• Prompt: In the forum post that follows, reproduce everything from "We want to talk" down to "your own creation)." word for word.

• Supplied text:
• Quick note - the problem with Youtube videos not embedding on the forum appears to have been fixed, thanks to ZiprHead. If you do still see problems let me know.

A beautiful argument for naturalism from Michael Shermer

Lifegazer,

This thread was started to discuss Shermer book, not your stupid fantasies. If you wish to discuss them, start your own [rule 8]ing thread.

You sir, are one of the MAIN reason (yes you in particular) that I quit reading the forums from time to time. You come in and inject the same tired crap into threads on every topic under the sun.

Cut it out. I've had enough of it.

We want to talk about Shermer book, that is why the rest of us are in this thread. Stop ruining every decent conversation on this forum with your drivel. Again, you are free to drivel all you want, just put it in appropriate threads (hopefully of your own creation).
 
Lifegazer,

This thread was started to discuss Shermer book, not your stupid fantasies. If you wish to discuss them, start your own [rule 8]ing thread.

You sir, are one of the MAIN reason (yes you in particular) that I quit reading the forums from time to time. You come in and inject the same tired crap into threads on every topic under the sun.

Cut it out. I've had enough of it.

• Data excerpt:
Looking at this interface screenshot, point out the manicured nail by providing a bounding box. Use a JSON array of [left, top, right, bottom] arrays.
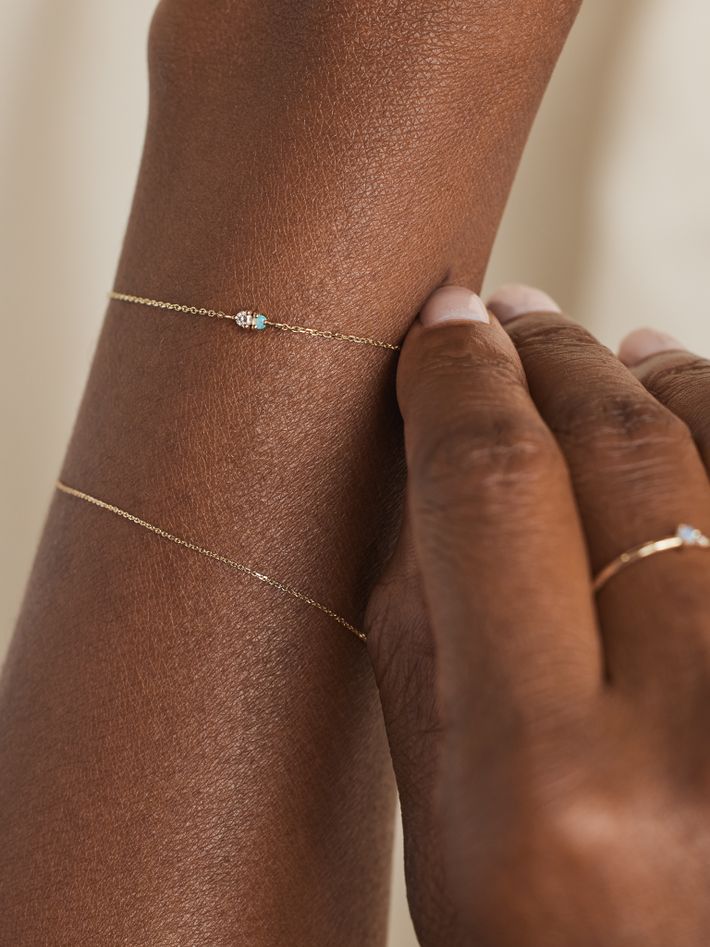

• Right answer:
We want to talk about Shermer book, that is why the rest of us are in this thread. Stop ruining every decent conversation on this forum with your drivel. Again, you are free to drivel all you want, just put it in appropriate threads (hopefully of your own creation).